Records supplied:
-=-=-
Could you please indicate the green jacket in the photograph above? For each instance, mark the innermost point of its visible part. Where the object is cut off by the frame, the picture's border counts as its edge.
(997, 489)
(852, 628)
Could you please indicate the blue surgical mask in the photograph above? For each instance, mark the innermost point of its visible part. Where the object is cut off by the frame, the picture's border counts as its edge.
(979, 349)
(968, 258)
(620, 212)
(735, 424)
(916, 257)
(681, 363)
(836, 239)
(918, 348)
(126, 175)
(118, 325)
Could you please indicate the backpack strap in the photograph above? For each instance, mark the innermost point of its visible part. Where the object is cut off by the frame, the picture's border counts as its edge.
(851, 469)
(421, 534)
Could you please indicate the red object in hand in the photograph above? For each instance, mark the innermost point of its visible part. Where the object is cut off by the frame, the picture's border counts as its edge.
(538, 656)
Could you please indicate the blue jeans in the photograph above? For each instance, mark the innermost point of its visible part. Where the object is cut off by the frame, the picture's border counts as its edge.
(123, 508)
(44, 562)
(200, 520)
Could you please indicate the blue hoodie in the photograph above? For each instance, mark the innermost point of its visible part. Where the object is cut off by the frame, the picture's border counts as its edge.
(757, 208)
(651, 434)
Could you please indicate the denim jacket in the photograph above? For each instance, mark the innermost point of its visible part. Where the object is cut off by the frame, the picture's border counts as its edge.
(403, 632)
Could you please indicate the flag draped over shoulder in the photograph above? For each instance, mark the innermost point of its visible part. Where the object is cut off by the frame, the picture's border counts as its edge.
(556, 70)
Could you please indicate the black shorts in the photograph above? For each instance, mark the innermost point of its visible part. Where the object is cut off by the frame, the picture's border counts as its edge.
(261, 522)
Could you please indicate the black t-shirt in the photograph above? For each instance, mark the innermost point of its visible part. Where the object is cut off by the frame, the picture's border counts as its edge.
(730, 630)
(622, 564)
-=-=-
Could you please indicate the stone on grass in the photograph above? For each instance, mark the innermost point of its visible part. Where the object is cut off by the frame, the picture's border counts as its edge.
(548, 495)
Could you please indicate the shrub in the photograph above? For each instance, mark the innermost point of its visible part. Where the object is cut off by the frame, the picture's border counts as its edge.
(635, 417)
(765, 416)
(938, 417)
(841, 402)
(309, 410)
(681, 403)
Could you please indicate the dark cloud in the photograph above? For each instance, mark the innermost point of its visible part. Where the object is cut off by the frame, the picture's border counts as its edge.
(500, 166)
-=-=-
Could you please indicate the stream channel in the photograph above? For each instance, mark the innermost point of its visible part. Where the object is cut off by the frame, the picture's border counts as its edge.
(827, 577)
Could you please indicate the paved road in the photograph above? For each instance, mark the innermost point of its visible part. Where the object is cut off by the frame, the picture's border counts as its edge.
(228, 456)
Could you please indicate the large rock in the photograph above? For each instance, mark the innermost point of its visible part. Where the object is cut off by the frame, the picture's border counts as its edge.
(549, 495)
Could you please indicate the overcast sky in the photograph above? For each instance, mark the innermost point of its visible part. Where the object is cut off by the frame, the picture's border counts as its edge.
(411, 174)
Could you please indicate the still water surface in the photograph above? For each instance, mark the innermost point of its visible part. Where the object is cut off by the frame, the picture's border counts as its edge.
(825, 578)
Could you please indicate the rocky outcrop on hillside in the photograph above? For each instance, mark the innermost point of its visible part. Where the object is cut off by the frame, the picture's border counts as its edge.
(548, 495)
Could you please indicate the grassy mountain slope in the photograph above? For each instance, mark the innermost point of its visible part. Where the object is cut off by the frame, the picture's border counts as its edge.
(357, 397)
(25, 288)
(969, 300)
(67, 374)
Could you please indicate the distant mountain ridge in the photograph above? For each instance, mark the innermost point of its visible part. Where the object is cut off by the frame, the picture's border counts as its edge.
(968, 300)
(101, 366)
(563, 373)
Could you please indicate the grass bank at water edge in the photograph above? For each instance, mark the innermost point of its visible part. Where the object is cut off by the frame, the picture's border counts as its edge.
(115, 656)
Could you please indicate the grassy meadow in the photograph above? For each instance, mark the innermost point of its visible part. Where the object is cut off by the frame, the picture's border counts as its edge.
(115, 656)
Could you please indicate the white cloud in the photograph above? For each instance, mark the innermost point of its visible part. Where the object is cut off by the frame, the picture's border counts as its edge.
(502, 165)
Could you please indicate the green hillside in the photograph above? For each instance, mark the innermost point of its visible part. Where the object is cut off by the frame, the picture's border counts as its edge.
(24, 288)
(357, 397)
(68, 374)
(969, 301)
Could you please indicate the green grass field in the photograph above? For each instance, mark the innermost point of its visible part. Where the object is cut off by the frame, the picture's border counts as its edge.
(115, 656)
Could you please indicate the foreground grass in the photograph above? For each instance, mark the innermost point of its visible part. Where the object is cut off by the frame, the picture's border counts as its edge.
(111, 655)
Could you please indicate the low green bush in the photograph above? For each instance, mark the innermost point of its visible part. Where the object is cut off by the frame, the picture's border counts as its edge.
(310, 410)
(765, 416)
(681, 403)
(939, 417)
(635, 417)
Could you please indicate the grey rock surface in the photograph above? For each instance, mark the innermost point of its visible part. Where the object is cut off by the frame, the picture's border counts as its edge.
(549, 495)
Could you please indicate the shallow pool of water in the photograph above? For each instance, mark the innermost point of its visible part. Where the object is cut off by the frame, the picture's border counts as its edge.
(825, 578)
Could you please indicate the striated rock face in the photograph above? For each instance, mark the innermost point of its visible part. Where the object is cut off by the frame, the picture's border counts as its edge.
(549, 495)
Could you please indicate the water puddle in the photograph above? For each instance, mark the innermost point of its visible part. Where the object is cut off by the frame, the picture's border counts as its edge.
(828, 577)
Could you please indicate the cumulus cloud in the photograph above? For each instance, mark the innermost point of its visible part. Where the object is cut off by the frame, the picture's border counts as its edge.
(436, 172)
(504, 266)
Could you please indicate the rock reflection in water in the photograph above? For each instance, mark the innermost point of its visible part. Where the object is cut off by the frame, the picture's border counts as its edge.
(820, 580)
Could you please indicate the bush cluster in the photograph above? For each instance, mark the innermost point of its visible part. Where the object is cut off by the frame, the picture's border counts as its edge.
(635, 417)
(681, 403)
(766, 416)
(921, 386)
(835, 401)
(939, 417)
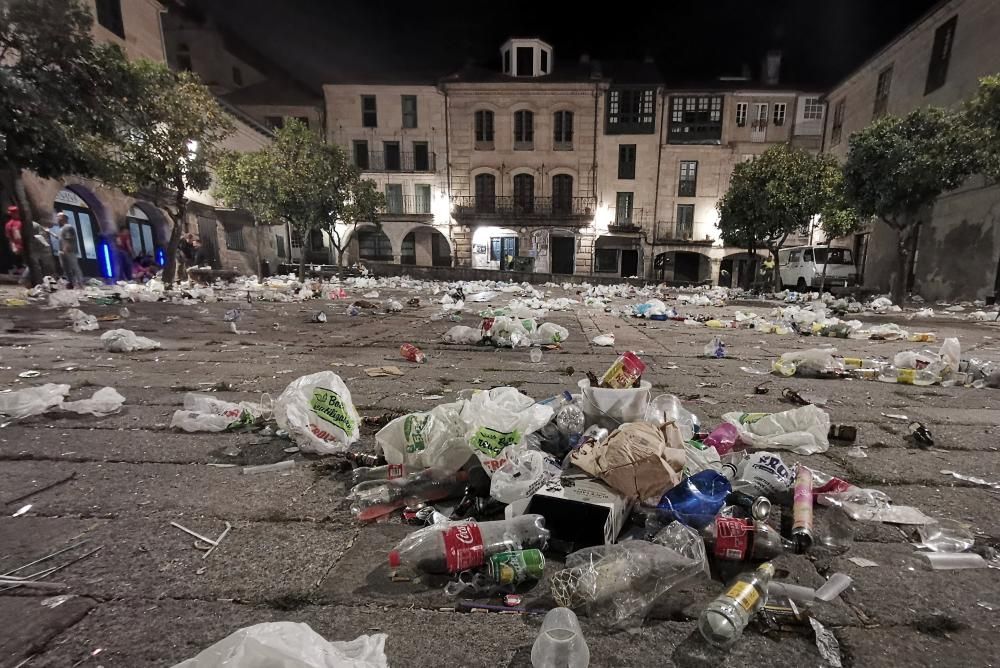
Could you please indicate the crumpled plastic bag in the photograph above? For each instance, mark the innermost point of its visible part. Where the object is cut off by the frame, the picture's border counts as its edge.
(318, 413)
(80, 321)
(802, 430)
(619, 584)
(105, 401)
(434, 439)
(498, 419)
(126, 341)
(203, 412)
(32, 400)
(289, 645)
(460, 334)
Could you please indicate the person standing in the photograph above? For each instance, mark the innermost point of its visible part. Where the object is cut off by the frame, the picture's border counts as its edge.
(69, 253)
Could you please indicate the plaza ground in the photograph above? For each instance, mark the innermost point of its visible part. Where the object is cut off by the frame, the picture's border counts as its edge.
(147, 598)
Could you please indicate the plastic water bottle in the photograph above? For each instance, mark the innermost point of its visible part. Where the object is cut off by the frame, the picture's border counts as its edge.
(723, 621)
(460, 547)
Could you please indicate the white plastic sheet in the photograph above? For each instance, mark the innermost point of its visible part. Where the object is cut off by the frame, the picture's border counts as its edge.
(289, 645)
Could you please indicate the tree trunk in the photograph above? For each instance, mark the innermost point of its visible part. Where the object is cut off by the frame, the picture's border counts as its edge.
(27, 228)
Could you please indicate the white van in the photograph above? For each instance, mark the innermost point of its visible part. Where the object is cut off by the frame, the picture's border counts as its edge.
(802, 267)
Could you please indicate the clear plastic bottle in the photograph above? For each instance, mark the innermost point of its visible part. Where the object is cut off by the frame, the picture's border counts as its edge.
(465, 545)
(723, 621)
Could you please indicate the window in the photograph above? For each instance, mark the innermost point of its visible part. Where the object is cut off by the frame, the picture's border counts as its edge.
-=-=-
Goal of the exercise: Go back to the listing above. Copy word for word the lines from the one with "Could you please indicate the white van" through the one with "Could you please indicate the window", and nothing more.

Solution for this exercise:
Could you please indicate the white van in the photograph above? For each instance, mark the innermost point of its visible part. Where the object is cut off by the frame, the picture's border counts as its edge.
(802, 267)
Could you please indicate the clear plastic bottle in the photograph above? For each instance, mark the innermost point of its visible part. Where the object is cut off by the frame, the picture's border counts as its edge.
(465, 545)
(723, 621)
Could you please indicate the window in the photograph above? For each instance, mark the innermost point of its visible part. Where the object is cut off by the frame, the picture's border counts as its edge.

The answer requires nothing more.